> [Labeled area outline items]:

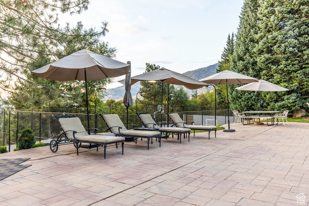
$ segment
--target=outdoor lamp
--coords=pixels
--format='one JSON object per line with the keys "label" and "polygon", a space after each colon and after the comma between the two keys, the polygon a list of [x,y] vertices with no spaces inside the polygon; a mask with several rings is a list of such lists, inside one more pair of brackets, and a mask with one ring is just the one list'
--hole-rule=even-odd
{"label": "outdoor lamp", "polygon": [[[148,81],[149,82],[149,81]],[[137,112],[137,95],[139,93],[140,93],[141,94],[143,94],[144,95],[145,94],[146,94],[146,91],[139,91],[139,92],[138,92],[137,93],[137,94],[136,94],[136,109],[135,109],[135,112]]]}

> [Directions]:
Can you repeat every line of the entries above word for word, leaving out the pictures?

> [Response below]:
$ segment
--target=outdoor lamp
--coords=pixels
--format='one JSON object per line with the keys "label" and "polygon", a space after each colon and after the comma between the two keys, the polygon a list of [x,y] vertices with no spaces inside the polygon; a mask with several rings is a list of such lists, inside one more pair of brackets, and a mask with one ring is just the one list'
--hole-rule=even-odd
{"label": "outdoor lamp", "polygon": [[[148,81],[149,82],[149,81]],[[137,112],[137,95],[139,93],[140,93],[141,94],[143,94],[144,95],[145,94],[146,94],[146,91],[139,91],[139,92],[138,92],[137,93],[137,94],[136,94],[136,109],[135,109],[135,112]]]}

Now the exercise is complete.